+++ Page +++

I didn't quite recognize exactly which one it was, but thought it might have been Evan, as nearly two thirds the boys from the team are blond and pale and athletic. And as he lept over the fence, the train blew up, big, and the force of the explosion put him completely over the edge of the cliff.

I lept after. Climbing down the face in a half-magical half-desperation move that was learned from scaling other, harder mountains. I found him completely broken on a tiny, crumbling ledge, with branches going through him and limbs smashed. I pulled him into my lap, he was awake, lucent, aware of what had happened to him and unable, quite, to breath yet.

"Do you want to live?" I asked him.

His eyes focussed and he nodded.

I put the packet to his lips, opened it, and spilled the last two years of my life into his mouth. "Then swallow. For all you're worth, swallow."

It was a fight, for him, as damaged as he was. I can still feel the slenderness of his body gathered in my arms, on my lap, the scent of him in his hair, and the scent of blood everywhere, the sound of the burning of the train pieces, the clatter and slide of rocks around me, and the tension and twisting of the muscles and body in my grasp as he fought to swallow. He finally did it, and something lit in his eyes and his next breath was free.

That's when I woke up.

So I think it worked. I also knew that, in my dream, wheither or not it worked, it had been the right decision. I'd been thinking of giving it to one of the kids anyway. Only the young still truly believe enough to fight the good fight, without cynicism and with every iota of their abilities. Some adults manage to carry that forward, but it's sometimes hard. It's a lot easier to be afraid when you know what to be afraid of.

What was odd was that Evan was the only one that was hurt in the Sunday morning game. He only got an elbow to the jaw, though... nothing nearly as nasty as in the dream. Whew.

+++ Information supplied +++

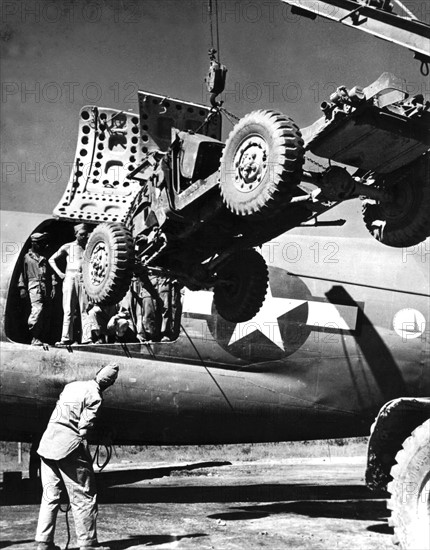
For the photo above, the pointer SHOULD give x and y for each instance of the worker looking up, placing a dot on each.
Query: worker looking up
(66, 462)
(37, 282)
(74, 296)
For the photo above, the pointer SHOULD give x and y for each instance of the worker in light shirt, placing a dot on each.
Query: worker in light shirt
(74, 297)
(66, 461)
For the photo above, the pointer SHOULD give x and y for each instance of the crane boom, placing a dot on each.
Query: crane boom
(382, 23)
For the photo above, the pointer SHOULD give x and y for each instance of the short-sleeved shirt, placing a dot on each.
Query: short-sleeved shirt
(75, 256)
(74, 413)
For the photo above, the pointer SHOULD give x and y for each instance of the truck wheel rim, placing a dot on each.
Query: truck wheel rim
(250, 163)
(99, 262)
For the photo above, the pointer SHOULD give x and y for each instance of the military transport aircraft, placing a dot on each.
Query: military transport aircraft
(343, 336)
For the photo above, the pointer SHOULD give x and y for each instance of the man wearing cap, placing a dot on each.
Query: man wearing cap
(74, 296)
(66, 462)
(37, 282)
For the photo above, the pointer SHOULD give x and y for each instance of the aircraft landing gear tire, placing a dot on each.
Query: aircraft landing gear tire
(405, 220)
(410, 491)
(108, 263)
(261, 164)
(244, 279)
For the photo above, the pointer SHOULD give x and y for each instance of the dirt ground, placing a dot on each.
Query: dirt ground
(294, 503)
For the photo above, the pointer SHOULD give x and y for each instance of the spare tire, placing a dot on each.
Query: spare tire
(261, 164)
(404, 220)
(409, 491)
(243, 280)
(108, 263)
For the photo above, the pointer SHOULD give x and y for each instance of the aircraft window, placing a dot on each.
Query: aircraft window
(56, 310)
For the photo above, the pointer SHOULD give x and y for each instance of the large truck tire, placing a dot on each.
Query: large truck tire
(108, 263)
(261, 164)
(244, 278)
(410, 491)
(404, 221)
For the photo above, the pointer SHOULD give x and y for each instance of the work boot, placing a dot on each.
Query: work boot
(63, 343)
(36, 342)
(47, 546)
(96, 546)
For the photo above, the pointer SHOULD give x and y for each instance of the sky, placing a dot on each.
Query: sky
(57, 56)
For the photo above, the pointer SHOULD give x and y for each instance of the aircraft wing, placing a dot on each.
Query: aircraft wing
(407, 32)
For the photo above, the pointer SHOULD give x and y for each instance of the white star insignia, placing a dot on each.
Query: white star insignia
(266, 320)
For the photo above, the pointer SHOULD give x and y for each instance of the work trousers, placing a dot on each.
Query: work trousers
(74, 473)
(38, 321)
(73, 298)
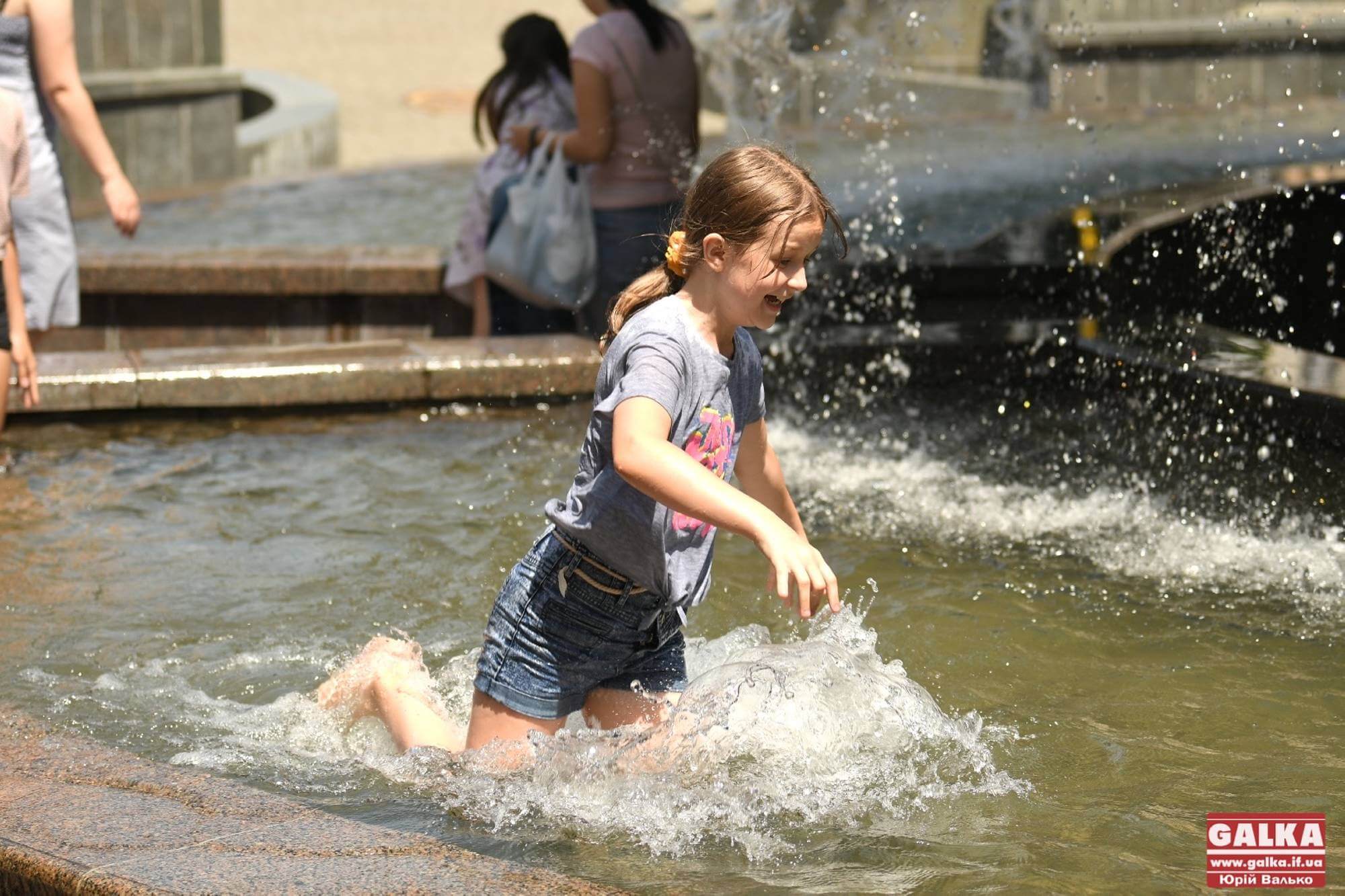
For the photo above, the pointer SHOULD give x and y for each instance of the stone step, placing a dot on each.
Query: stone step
(315, 374)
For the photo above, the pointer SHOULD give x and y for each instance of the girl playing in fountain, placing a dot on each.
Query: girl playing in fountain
(532, 89)
(591, 618)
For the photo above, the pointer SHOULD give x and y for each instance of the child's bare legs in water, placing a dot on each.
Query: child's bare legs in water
(388, 680)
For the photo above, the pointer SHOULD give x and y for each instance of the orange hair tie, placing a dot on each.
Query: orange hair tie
(673, 257)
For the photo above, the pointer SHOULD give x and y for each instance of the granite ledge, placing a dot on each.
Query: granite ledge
(128, 825)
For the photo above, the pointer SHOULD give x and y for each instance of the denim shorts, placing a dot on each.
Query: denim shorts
(545, 650)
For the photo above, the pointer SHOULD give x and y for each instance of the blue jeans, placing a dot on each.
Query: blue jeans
(630, 241)
(549, 645)
(510, 315)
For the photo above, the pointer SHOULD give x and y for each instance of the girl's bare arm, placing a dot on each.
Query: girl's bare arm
(59, 75)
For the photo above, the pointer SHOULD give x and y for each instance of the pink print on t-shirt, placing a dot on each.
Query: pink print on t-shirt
(712, 446)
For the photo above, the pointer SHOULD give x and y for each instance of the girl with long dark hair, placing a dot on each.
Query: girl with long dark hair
(637, 95)
(531, 89)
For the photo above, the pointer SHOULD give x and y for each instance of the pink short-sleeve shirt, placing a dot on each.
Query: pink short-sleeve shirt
(654, 116)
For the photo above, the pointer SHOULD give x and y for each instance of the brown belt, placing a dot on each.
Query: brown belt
(586, 557)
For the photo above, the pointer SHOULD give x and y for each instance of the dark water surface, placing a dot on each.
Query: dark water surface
(1112, 649)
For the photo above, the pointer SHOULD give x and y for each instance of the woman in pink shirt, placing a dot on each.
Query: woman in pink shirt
(637, 97)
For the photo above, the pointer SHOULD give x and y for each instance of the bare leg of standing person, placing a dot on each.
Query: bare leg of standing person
(389, 680)
(481, 307)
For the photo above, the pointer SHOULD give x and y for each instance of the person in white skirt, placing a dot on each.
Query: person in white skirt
(38, 65)
(532, 89)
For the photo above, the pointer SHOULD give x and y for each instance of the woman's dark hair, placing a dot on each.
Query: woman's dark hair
(658, 25)
(746, 194)
(533, 46)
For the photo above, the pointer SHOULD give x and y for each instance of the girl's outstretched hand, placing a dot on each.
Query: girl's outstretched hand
(796, 561)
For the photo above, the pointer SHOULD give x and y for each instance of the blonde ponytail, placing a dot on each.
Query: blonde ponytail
(743, 196)
(648, 288)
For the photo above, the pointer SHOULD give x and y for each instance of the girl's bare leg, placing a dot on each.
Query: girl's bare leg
(481, 307)
(5, 389)
(388, 680)
(610, 708)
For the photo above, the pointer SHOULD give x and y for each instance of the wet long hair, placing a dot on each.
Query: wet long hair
(658, 25)
(746, 194)
(533, 48)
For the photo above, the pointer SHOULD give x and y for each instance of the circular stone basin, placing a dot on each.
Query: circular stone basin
(406, 206)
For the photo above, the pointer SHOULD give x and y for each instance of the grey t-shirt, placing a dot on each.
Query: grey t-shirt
(711, 400)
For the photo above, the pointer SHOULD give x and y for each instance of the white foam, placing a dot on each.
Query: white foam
(902, 493)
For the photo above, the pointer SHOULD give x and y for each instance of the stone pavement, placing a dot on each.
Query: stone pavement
(80, 817)
(317, 374)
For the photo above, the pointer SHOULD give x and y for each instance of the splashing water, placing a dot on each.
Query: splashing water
(770, 741)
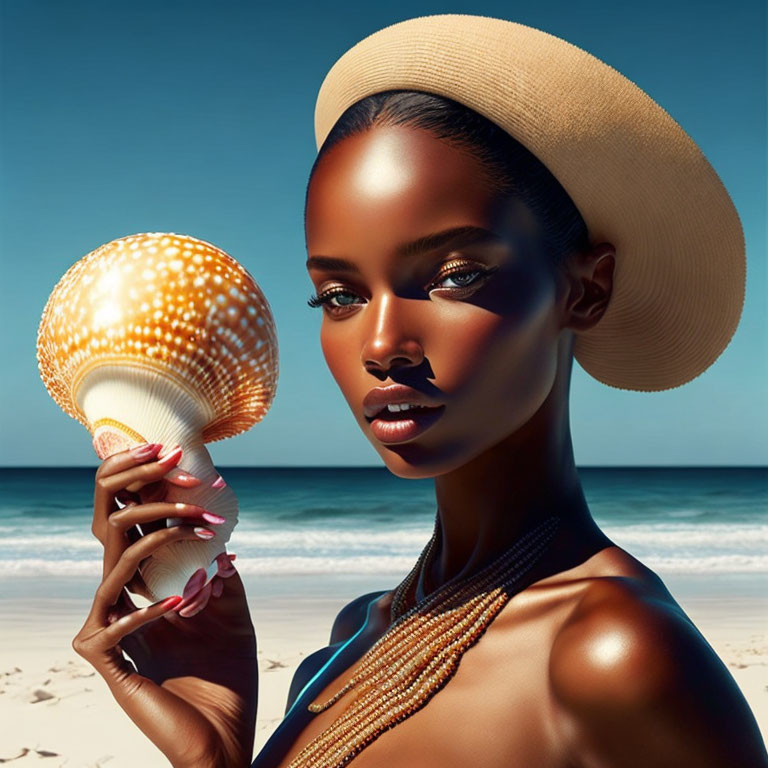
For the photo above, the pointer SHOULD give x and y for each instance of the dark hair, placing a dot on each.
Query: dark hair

+++

Your tasks:
1) Set down the dream account word for word, from "I didn't quite" to "and he nodded.".
2) In the dream account, what injury did Evan actually get in the Sunday morning game?

Answers provided:
1)
I didn't quite recognize exactly which one it was, but thought it might have been Evan, as nearly two thirds the boys from the team are blond and pale and athletic. And as he lept over the fence, the train blew up, big, and the force of the explosion put him completely over the edge of the cliff.

I lept after. Climbing down the face in a half-magical half-desperation move that was learned from scaling other, harder mountains. I found him completely broken on a tiny, crumbling ledge, with branches going through him and limbs smashed. I pulled him into my lap, he was awake, lucent, aware of what had happened to him and unable, quite, to breath yet.

"Do you want to live?" I asked him.

His eyes focussed and he nodded.

2) He got an elbow to the jaw.